**ASSIGNMENT A**. Reproduce the blog post word for word from "You know, some" to "be looking at.".
**ASSIGNMENT B**. Condense the paragraph of the blog post that begins "So, to celebrate this milestone" into a short bulleted list that keeps its main facts.

**EXTRACT**.
◇ ◇ ◇ ◇ ◇

Stay safe and keep writing!

— Lady Jabberwocky

Celebrating 600 Followers – Excerpt from Mystery WIP

Hello Writer Bees!

It looks like I’ve reached 600 Followers on WordPress! What a great present!

Thank you for all of your kindness and support. Every sweet comment makes me smile. Between my new job, preparing for the holidays, writing a novel and updating this blog, I’ve been juggling a lot lately. Knowing I have such wonderful readers out there keeps me afloat.

So, to celebrate this milestone, I’m doing something I rarely do. I’m sharing an excerpt from my WIP, as terrifying as that sounds. Usually, I don’t like others reading my unfinished drafts, but tis the season for exceptions. You’ve all been so lovely to me, I wanted to share a piece of my NaNoWriMo project with you all. Be gentle, I’m still drafting. Enjoy!


 This is my story just as much as it is his story. Fifty-fifty. And I’m going to tell it to you straight.

If he didn’t have his morning paper and cup of coffee by eight o’clock sharp, then he claimed to have a headache for the rest of the day. This meant that I too would have a headache for the rest of the day.

As I left our shoebox apartments, a brick of humidity hit me square in the chest. The Summer of 1924 was unbearably hot. A gift, perhaps, to make up for the blizzard filled Winter we had. Sure, I could go on and on about the smell of rotten garbage and livestock sweat, but I’ll spare you from that cruel and unusual punishment. 

Welcome to Brooklyn. More specifically, Coney Island. Even more specifically, Mermaid avenue. You will find the irony in this street name later on. Trust me. 

You know, some fools out there think that the streets here are paved with gold. That opportunity is dripping out of leaky faucets. Some will even cross oceans just to touch their nose to the sidewalk. What a bunch of suckers.

Forget about those glossy postcards, dispensing pictures of an unspoiled city. Of course, you’ve got those classic landmarks swarmed by tourists, like Central park, Empire State building, that place on Houston street that sells the best bagels. Don’t be too impressed. Let me tell you about the real monuments, the kind I strolled through every morning. We got monuments not found in brochures.  Those are the ones you should be looking at.

◇ ◇ ◇ ◇ ◇

**RECORDS**.
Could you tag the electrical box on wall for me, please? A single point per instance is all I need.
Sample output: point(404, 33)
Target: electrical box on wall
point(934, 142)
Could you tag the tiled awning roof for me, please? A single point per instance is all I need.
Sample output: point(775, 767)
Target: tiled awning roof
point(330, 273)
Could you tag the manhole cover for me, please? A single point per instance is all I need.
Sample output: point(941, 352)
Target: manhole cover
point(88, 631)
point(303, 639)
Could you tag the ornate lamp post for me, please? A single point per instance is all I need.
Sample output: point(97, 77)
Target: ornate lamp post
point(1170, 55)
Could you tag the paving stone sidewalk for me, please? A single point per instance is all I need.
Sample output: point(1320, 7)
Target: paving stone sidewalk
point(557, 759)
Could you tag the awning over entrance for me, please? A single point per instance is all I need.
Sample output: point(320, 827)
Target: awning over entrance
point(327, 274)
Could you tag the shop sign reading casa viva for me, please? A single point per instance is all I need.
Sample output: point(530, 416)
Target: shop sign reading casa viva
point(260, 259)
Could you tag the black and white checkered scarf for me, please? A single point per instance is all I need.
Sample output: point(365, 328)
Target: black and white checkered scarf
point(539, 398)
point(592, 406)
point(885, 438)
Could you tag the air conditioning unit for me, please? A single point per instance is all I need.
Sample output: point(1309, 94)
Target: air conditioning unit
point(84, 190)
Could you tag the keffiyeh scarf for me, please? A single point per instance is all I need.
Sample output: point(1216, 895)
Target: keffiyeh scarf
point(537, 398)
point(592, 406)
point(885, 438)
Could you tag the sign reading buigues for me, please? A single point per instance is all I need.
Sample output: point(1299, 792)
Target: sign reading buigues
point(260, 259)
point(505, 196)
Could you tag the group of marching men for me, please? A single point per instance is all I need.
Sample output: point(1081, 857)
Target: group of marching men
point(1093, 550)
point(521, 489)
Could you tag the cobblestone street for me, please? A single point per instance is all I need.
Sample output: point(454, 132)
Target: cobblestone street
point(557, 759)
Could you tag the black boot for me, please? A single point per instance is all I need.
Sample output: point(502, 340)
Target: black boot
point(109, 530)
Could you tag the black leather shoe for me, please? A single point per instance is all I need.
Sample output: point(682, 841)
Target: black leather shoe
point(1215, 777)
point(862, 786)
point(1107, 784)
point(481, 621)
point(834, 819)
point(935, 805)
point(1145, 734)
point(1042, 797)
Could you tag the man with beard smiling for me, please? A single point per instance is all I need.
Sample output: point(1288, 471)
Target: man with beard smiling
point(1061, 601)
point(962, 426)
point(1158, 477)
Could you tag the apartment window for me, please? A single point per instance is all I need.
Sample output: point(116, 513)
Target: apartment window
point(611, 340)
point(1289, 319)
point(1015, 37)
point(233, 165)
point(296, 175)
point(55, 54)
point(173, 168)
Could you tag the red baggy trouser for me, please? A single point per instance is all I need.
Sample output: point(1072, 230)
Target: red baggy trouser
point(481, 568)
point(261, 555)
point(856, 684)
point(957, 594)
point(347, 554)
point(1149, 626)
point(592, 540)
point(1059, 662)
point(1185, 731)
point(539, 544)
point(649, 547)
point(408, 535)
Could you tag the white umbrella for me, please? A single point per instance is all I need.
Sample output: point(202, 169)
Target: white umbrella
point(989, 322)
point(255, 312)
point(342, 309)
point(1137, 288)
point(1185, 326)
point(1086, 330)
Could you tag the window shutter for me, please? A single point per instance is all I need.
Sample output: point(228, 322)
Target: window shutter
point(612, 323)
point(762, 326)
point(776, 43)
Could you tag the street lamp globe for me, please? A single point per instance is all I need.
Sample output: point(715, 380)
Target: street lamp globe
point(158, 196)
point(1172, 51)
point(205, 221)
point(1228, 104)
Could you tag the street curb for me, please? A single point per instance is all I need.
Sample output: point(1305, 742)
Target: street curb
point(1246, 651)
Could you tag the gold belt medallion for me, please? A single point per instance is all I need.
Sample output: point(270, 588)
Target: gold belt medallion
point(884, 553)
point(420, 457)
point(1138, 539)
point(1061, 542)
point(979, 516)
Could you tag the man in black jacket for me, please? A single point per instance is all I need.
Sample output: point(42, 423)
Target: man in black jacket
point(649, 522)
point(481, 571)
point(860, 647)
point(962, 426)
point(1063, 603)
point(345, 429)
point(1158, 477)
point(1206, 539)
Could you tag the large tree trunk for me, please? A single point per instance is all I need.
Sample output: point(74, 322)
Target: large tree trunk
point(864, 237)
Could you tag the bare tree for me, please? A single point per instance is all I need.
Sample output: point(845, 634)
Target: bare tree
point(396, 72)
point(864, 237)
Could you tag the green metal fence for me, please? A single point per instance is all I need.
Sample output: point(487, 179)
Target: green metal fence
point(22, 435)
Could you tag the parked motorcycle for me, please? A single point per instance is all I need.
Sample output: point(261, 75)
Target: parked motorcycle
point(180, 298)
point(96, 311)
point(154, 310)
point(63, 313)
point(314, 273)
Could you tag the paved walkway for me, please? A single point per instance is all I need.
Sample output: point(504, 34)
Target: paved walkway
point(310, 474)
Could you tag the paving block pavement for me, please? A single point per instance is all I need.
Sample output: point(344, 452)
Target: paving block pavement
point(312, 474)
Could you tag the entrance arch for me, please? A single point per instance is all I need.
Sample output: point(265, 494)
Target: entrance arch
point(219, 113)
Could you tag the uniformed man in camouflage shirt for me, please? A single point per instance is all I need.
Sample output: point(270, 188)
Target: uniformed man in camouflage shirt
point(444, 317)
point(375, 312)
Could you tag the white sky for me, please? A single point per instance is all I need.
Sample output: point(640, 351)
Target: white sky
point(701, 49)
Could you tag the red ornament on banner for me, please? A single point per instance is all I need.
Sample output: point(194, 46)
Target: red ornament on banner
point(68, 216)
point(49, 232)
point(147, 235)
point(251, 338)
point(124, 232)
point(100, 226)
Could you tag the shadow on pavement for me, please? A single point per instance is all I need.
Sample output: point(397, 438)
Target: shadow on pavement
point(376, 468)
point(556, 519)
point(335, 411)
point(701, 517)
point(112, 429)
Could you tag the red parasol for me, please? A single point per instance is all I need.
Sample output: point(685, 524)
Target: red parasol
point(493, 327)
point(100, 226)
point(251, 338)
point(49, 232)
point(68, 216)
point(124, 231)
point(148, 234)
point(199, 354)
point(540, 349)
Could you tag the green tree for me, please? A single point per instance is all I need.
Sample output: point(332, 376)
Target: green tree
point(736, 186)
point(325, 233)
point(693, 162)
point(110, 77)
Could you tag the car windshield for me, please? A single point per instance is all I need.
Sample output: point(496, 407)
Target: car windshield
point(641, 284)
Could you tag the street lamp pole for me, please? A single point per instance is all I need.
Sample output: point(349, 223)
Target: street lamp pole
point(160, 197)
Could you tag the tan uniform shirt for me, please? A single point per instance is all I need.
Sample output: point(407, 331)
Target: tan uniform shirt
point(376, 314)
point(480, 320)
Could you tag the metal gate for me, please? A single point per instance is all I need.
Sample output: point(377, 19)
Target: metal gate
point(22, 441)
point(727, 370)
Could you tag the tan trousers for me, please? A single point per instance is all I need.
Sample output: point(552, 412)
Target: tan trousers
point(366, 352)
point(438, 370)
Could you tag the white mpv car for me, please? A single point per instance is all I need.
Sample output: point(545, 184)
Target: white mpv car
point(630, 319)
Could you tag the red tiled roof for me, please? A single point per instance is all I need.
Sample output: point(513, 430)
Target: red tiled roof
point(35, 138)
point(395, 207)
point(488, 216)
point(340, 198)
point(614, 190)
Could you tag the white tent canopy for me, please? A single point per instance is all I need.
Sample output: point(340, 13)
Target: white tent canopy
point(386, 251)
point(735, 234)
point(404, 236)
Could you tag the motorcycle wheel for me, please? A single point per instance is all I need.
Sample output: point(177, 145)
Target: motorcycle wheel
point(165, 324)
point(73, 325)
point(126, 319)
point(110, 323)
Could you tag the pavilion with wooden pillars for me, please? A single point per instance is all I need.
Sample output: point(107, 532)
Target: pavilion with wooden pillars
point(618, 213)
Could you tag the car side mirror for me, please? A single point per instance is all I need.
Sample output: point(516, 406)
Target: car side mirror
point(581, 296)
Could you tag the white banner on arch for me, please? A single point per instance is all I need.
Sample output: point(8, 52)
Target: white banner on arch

◇ ◇ ◇ ◇ ◇

**EXERCISE RESPONSE A**.
You know, some fools out there think that the streets here are paved with gold. That opportunity is dripping out of leaky faucets. Some will even cross oceans just to touch their nose to the sidewalk. What a bunch of suckers.

Forget about those glossy postcards, dispensing pictures of an unspoiled city. Of course, you’ve got those classic landmarks swarmed by tourists, like Central park, Empire State building, that place on Houston street that sells the best bagels. Don’t be too impressed. Let me tell you about the real monuments, the kind I strolled through every morning. We got monuments not found in brochures.  Those are the ones you should be looking at.

**EXERCISE RESPONSE B**.
- To celebrate the milestone, the writer is sharing an excerpt from a work in progress, which the writer rarely does.
- The writer usually dislikes letting others read unfinished drafts but is making a seasonal exception.
- Because readers have been so kind, the writer wanted to share part of the NaNoWriMo project.
- Readers are asked to be gentle, since the piece is still being drafted.